Given task 1: From the patent decision below, write out the part that opens with the words containing "August 17, 1977." and closes with "August 28, 1987.".
Given task 2: In the patent decision below, on what date did the Examiner issue the Final Action?

Passage shown:
::::::::::

Patents

Decision Information

Decision Content

                                    Commissioner's Decision

 

Computer Related, Sec 2: Detection of Interferences

 

Claims were rejected in the Final Action for being broad enough

to encompass a general purpose computer. Amended claims contain

additional means which may be acceptable as a sufficient

combination of elements if no art is applied.

 

Final Action: Amended claims to be considered.

This decision deals with Applicant's request for review by the Commissioner

of Patents of the Final Action on application 284,910 (Class 354-233) filed

August 17, 1977. Assigned to Honeywell Information Systems Inc. it is

entitled APPARATUS FOR THE MULTIPLE DETECTION OF INTERFERENCES. The

inventor is Mario G. Trinchieri. The Examiner in charge issued a Final

Action on July 23, 1980, refusing to allow the claims. Subsequent to the

response to the Final Action, the Applicant submitted a letter of amendment

on August 28, 1987.

::::::::::

Dataset records:
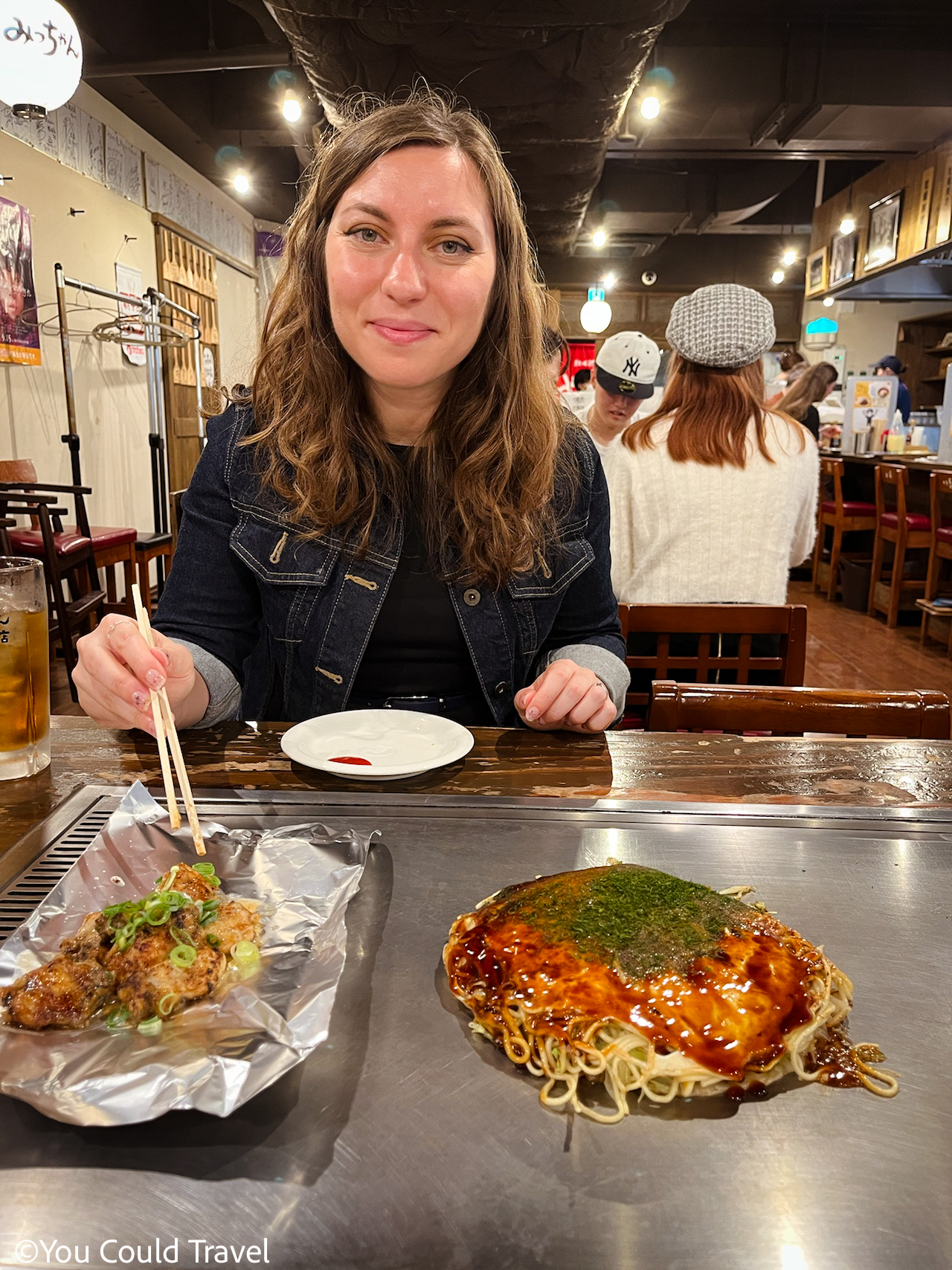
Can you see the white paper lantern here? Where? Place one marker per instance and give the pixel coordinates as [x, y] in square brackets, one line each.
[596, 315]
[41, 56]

::::::::::

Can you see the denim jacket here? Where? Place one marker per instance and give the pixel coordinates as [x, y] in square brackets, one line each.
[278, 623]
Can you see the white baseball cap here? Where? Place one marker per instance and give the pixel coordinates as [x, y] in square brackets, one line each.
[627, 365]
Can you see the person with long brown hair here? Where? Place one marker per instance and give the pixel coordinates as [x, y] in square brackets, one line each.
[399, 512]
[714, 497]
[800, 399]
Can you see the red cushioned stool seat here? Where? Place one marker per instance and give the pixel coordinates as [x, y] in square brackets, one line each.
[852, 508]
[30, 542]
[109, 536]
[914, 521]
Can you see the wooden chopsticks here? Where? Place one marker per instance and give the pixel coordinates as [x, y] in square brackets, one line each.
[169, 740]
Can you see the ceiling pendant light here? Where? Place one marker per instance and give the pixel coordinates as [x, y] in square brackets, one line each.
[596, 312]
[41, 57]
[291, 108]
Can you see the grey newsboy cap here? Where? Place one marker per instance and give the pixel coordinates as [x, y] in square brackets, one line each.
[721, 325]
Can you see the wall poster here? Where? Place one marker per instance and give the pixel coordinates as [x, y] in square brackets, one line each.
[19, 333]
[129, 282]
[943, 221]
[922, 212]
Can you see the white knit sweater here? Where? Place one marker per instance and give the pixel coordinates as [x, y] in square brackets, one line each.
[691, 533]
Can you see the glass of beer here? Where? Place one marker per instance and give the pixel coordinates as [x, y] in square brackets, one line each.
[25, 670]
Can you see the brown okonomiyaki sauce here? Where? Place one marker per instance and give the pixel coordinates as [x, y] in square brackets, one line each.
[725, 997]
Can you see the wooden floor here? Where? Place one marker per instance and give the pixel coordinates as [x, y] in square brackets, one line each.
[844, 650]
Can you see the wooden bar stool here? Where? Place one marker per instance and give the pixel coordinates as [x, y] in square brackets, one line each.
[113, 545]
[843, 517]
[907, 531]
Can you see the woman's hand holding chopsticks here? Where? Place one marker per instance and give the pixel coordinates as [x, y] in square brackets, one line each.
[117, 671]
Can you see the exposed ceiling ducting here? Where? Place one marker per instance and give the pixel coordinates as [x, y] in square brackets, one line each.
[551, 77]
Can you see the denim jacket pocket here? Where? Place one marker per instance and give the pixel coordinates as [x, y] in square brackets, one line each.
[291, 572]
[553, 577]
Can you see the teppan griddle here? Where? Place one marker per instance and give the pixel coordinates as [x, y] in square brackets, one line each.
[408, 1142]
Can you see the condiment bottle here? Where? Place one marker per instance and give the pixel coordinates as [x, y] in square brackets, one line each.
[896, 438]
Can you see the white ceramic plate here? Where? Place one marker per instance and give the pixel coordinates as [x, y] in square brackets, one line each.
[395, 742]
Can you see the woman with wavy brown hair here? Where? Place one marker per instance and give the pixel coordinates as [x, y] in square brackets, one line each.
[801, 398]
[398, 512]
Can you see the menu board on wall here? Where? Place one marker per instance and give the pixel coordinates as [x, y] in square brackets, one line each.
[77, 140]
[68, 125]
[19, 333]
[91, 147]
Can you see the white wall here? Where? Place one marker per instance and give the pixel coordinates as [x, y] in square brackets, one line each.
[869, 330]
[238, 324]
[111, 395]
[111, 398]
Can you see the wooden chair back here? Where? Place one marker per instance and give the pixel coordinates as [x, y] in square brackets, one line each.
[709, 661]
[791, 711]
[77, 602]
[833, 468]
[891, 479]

::::::::::

Task solution 1:
August 17, 1977. Assigned to Honeywell Information Systems Inc. it is

entitled APPARATUS FOR THE MULTIPLE DETECTION OF INTERFERENCES. The

inventor is Mario G. Trinchieri. The Examiner in charge issued a Final

Action on July 23, 1980, refusing to allow the claims. Subsequent to the

response to the Final Action, the Applicant submitted a letter of amendment

on August 28, 1987.

Task solution 2: July 23, 1980